:: Text provided

PERFORATE ST. JOHN'S-WORT - hypericum perforatum
This plant derives both its common and Latin names from the translucent glands on the leaves, which, when held up to the light, look like perforations. (click on the picture to see it enlarged) It also differs from other similar St. John's-worts by having two narrow ridges running along its stem.
During the crusades, the knights of St. John of Jerusalem used the leaves to heal their battle wounds.
The flowers, from July to September, have black dots along their edges and can be up to 25mm (1") across. Habitat : Grassland, hedgerows and woods throughout Britain.
COMMON RESTHARROW - ononis repens
The common restharrow is a perennial plant that gets its name from the deep, tough roots and matted stems for which, before the days of powerful farm machinery, it would be cursed for 'arresting' the harrow. The pretty pink flowers are held on hairy stems some of which trail along the ground where they will readily take root. Common restharrow grows in calcareous soils in England and Wales but is rarer in Scotland and Ireland. Flowers appear from June to September.

::::
:: Data

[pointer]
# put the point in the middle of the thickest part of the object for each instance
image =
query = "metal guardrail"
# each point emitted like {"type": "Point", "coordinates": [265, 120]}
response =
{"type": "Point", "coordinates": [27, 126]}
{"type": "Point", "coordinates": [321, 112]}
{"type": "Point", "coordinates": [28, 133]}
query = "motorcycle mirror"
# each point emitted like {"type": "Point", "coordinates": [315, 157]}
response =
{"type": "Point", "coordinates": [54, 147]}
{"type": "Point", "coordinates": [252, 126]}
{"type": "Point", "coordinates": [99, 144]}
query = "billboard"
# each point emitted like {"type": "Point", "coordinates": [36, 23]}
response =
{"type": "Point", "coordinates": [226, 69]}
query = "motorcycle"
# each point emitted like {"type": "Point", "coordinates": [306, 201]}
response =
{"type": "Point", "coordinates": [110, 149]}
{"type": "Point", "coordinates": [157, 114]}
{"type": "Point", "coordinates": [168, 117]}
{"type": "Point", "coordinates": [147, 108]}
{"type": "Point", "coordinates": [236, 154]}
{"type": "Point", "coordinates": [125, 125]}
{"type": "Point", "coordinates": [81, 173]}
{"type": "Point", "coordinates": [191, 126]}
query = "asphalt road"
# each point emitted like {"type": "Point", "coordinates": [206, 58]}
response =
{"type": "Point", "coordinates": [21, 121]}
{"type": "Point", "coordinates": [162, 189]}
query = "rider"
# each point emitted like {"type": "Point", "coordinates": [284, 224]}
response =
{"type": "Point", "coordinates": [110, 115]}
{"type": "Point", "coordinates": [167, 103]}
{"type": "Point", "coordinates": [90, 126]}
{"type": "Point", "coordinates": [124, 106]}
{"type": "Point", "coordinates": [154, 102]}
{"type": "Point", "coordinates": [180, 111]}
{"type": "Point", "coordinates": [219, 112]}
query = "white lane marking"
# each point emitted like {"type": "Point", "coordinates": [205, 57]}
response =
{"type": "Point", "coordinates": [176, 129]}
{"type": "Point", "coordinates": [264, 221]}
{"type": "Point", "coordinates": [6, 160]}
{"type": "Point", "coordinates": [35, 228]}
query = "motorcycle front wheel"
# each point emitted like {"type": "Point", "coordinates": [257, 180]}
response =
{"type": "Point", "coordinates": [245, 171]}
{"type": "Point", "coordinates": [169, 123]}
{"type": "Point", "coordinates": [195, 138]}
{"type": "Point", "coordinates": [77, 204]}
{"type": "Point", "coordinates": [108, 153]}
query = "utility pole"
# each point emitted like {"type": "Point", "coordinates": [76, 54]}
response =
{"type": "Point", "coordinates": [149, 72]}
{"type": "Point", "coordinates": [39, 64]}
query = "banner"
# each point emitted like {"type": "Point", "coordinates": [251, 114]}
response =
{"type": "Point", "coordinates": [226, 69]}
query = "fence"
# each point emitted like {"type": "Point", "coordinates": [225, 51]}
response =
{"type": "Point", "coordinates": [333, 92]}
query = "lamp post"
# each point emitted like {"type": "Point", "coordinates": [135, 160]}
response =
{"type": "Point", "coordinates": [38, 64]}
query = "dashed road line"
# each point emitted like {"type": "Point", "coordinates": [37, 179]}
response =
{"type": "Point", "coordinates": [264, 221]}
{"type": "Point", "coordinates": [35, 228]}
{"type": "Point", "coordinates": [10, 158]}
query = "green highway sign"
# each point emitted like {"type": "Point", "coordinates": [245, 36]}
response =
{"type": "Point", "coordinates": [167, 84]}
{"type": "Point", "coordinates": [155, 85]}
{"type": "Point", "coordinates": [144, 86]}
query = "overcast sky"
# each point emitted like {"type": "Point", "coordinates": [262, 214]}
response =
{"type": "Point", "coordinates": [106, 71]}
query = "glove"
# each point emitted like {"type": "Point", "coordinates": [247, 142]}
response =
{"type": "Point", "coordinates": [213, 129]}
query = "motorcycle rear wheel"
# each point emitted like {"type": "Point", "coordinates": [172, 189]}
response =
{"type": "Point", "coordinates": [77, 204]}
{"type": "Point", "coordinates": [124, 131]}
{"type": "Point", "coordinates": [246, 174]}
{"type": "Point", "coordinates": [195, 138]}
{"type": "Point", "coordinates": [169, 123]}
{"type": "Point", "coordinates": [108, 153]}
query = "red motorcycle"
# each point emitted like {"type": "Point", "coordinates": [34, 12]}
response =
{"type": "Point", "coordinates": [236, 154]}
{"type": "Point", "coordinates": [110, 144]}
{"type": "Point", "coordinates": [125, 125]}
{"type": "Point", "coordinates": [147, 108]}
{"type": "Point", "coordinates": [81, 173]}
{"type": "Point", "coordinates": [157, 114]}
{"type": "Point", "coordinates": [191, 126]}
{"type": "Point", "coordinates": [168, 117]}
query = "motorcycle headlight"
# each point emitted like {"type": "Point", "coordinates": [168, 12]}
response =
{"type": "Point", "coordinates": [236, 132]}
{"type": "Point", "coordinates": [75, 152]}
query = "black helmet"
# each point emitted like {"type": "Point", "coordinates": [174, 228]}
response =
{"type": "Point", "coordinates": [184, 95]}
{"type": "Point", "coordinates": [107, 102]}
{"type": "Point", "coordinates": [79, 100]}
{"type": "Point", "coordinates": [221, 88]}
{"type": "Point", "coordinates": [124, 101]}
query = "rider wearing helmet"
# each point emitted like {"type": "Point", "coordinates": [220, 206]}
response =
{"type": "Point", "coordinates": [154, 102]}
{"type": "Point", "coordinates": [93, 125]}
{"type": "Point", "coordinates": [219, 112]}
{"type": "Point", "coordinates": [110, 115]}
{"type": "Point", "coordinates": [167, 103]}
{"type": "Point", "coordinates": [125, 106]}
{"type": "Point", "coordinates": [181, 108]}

::::

§ **Task 1**: Which habitats does the wildflower passage list for perforate St. John's-wort?
§ **Task 2**: According to the wildflower passage, who used St. John's-wort leaves to heal battle wounds?
§ **Task 3**: Rewrite the stretch of the wildflower passage from "PERFORATE ST. JOHN'S-WORT" through "their battle wounds.", putting "foliage" in place of "leaves".
Rely only on the wildflower passage for your answers.

§ **Reply 1**: Grassland, hedgerows, woods

§ **Reply 2**: The knights of St. John of Jerusalem, during the crusades.

§ **Reply 3**:
PERFORATE ST. JOHN'S-WORT - hypericum perforatum
This plant derives both its common and Latin names from the translucent glands on the foliage, which, when held up to the light, look like perforations. (click on the picture to see it enlarged) It also differs from other similar St. John's-worts by having two narrow ridges running along its stem.
During the crusades, the knights of St. John of Jerusalem used the foliage to heal their battle wounds.